▶ **ABOUT THIS EXERCISE**
Any images in the material are to be dropped while every line is retyped exactly.

▶ **ENTRIES SHOWN**
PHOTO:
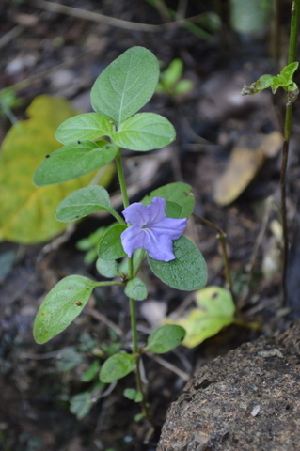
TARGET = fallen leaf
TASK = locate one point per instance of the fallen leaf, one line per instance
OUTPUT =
(244, 163)
(28, 212)
(215, 310)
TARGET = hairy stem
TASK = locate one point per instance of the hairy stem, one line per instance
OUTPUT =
(138, 379)
(221, 235)
(285, 148)
(121, 178)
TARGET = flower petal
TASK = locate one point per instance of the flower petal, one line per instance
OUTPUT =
(159, 247)
(169, 227)
(136, 214)
(132, 238)
(156, 210)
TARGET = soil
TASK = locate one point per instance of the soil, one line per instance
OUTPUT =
(60, 53)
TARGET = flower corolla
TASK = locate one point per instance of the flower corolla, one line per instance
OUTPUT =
(151, 230)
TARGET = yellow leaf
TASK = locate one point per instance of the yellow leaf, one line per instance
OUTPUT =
(215, 310)
(244, 163)
(28, 212)
(242, 168)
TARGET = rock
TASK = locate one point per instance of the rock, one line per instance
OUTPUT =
(246, 400)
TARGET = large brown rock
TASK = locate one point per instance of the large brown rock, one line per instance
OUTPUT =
(246, 400)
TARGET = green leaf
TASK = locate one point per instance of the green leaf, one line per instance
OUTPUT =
(116, 367)
(138, 256)
(215, 310)
(108, 268)
(165, 338)
(110, 246)
(187, 271)
(28, 212)
(125, 85)
(173, 73)
(286, 74)
(81, 404)
(136, 289)
(284, 80)
(73, 161)
(84, 127)
(83, 202)
(144, 131)
(131, 393)
(262, 83)
(67, 359)
(91, 372)
(179, 193)
(61, 305)
(183, 87)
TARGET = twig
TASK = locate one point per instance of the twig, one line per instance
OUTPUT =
(97, 315)
(184, 376)
(221, 235)
(285, 149)
(93, 16)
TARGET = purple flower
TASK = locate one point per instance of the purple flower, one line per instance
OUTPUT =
(151, 230)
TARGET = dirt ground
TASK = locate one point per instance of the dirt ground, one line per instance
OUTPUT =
(61, 53)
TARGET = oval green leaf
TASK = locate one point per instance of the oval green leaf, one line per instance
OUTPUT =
(110, 246)
(125, 85)
(116, 367)
(136, 289)
(61, 305)
(165, 338)
(83, 202)
(179, 193)
(84, 127)
(73, 161)
(145, 131)
(187, 271)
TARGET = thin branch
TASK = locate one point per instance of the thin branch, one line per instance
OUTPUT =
(184, 376)
(221, 235)
(286, 145)
(96, 17)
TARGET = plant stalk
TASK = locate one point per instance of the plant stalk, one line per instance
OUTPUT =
(221, 235)
(138, 379)
(285, 148)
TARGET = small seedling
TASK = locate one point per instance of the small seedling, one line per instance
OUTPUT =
(151, 229)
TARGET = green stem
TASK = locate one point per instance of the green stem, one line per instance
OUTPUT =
(221, 235)
(121, 178)
(108, 284)
(138, 379)
(286, 145)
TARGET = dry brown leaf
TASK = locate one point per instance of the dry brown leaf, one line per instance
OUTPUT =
(242, 167)
(244, 163)
(271, 143)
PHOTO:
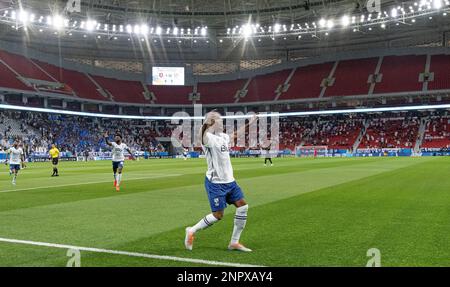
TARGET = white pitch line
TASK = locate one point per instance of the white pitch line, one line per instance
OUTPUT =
(126, 253)
(84, 183)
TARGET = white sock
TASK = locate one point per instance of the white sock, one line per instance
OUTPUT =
(119, 178)
(205, 222)
(240, 219)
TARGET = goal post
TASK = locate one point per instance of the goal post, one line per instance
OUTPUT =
(311, 151)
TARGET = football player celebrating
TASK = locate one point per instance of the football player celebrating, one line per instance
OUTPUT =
(16, 158)
(118, 157)
(220, 184)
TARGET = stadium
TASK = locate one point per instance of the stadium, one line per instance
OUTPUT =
(336, 125)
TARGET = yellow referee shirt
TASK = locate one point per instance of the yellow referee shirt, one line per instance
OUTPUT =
(54, 152)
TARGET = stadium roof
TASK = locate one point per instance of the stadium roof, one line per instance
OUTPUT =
(219, 16)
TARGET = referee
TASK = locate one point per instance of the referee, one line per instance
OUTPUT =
(54, 154)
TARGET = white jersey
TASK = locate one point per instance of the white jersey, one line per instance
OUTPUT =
(118, 151)
(218, 158)
(15, 155)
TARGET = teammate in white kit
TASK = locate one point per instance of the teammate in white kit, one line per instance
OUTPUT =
(185, 153)
(118, 157)
(220, 185)
(16, 158)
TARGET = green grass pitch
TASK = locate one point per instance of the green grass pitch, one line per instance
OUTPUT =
(303, 212)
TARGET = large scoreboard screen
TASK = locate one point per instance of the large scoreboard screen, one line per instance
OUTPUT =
(168, 76)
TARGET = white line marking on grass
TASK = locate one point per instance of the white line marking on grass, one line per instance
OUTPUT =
(84, 183)
(126, 253)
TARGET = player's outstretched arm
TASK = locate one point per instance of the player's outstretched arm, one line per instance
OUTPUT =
(206, 125)
(106, 139)
(243, 129)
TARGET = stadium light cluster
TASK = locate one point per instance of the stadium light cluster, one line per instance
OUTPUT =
(406, 14)
(355, 22)
(25, 19)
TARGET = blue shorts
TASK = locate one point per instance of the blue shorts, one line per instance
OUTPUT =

▶ **FINAL ANSWER**
PHOTO:
TARGET = fallen leaf
TASK = locate one point per instance of the fallen leaf, one line per instance
OUTPUT =
(244, 163)
(28, 212)
(215, 310)
TARGET = hairy stem
TASK = locate one point per instance of the hairy stem, one line per instance
OUTPUT =
(138, 379)
(221, 235)
(285, 148)
(121, 178)
TARGET = flower petal
TASK = locate one point per instance of the flower petal, one line per instance
OUTPUT =
(159, 247)
(169, 227)
(136, 214)
(132, 238)
(156, 210)
TARGET = soil
TASK = locate one point per instance of the soil, one line per instance
OUTPUT =
(60, 53)
TARGET = flower corolla
TASK = locate one point per instance of the flower corolla, one line per instance
OUTPUT =
(151, 230)
TARGET = yellow leaf
TASK = locate one point per instance of the yellow leaf, one line per instance
OUTPUT =
(215, 310)
(244, 163)
(28, 212)
(242, 168)
TARGET = rock
TASK = locate one point per instance of the rock, one line per instance
OUTPUT =
(246, 400)
TARGET = large brown rock
TASK = locate one point per instance of the large brown rock, one line per instance
OUTPUT =
(246, 400)
TARGET = green leaf
TASK = locate one point per instance of the green leaf, one line per instance
OUTPUT =
(116, 367)
(138, 256)
(215, 310)
(108, 268)
(165, 338)
(110, 246)
(187, 271)
(28, 212)
(125, 85)
(173, 73)
(286, 74)
(81, 404)
(136, 289)
(284, 80)
(73, 161)
(84, 127)
(83, 202)
(144, 131)
(131, 393)
(262, 83)
(67, 359)
(91, 372)
(179, 193)
(61, 305)
(183, 87)
TARGET = twig
TASK = locate one point per instance of the twig, one line per instance
OUTPUT =
(97, 315)
(184, 376)
(221, 235)
(285, 149)
(93, 16)
TARGET = purple flower
TASK = locate one point per instance of the purple flower, one line per instance
OUTPUT =
(151, 230)
TARGET = dirt ground
TASK = locate one point per instance of the dirt ground, one line per instance
OUTPUT =
(61, 53)
TARGET = oval green leaf
TASK = locate one point per instance of the oval green leaf, one line per instance
OUTPUT =
(110, 246)
(125, 85)
(116, 367)
(136, 289)
(61, 305)
(165, 338)
(83, 202)
(179, 193)
(84, 127)
(73, 161)
(145, 131)
(187, 271)
TARGET = thin branch
TASK = locate one point per instance of the thin branch, one line per instance
OUTPUT =
(184, 376)
(221, 235)
(286, 145)
(96, 17)
TARGET = plant stalk
TASK = locate one point per instance of the plant stalk, one line per instance
OUTPUT =
(221, 235)
(138, 379)
(285, 148)
TARGET = small seedling
TASK = locate one point per instance of the small seedling, one line per instance
OUTPUT =
(151, 229)
TARGET = green stem
TASK = locate one point per instance of the green stem, one line per instance
OUTPUT =
(221, 235)
(121, 178)
(108, 284)
(138, 379)
(286, 145)
TARGET = dry brown leaf
TASK = locate one point per instance of the dry brown leaf, one line per instance
OUTPUT =
(242, 167)
(244, 163)
(271, 143)
PHOTO:
TARGET = white pitch line
TASK = locate one point per instance of the white pitch line, one line per instance
OUTPUT =
(126, 253)
(84, 183)
TARGET = white sock
TASK = locate one point per instance of the white sock, one line per instance
OUTPUT =
(119, 178)
(205, 222)
(240, 219)
TARGET = goal post
TASK = locate one point per instance of the goal post, one line per instance
OUTPUT =
(311, 151)
TARGET = football player celebrating
TASK = locate one point per instance of the football player celebrating, one line per instance
OUTPUT =
(16, 158)
(118, 157)
(220, 184)
TARGET = stadium
TASK = locate one point per instance of the stadium, one line per instance
OUTPUT =
(336, 125)
TARGET = yellow referee shirt
TASK = locate one point per instance of the yellow referee shirt, one line per instance
OUTPUT =
(54, 152)
TARGET = stadium roof
TASK = locate one point per instance of the stadium roof, one line per instance
OUTPUT =
(219, 16)
TARGET = referee
TASK = locate one point per instance of the referee, one line per instance
OUTPUT =
(54, 154)
TARGET = white jersey
TASK = locate one point per instance of the white jersey, one line per instance
OUTPUT =
(118, 151)
(218, 158)
(15, 155)
TARGET = teammate in white kit
TASK = locate one point per instance of the teammate in white kit, one line per instance
OUTPUT =
(185, 153)
(118, 157)
(220, 185)
(16, 158)
TARGET = green grass pitch
TASK = locate one point per instance of the green grass pitch, one line per instance
OUTPUT =
(303, 212)
TARGET = large scoreboard screen
TASK = locate one point per instance of the large scoreboard screen, one line per instance
OUTPUT =
(168, 76)
TARGET = white line marking on grass
TASK = locate one point per instance of the white line marking on grass, one line per instance
OUTPUT =
(84, 183)
(126, 253)
TARGET = player's outstretched arm
TASK = locate one point per instance of the player's outstretched arm, one line per instance
OUTPUT =
(206, 125)
(106, 139)
(243, 129)
TARGET = stadium light cluster
TASK = locate one point per instance of the stadium light cluster, one line per instance
OUTPUT =
(406, 14)
(355, 22)
(25, 19)
TARGET = blue shorts
TASK = locate one point per instance of the blue shorts, one line per instance
OUTPUT =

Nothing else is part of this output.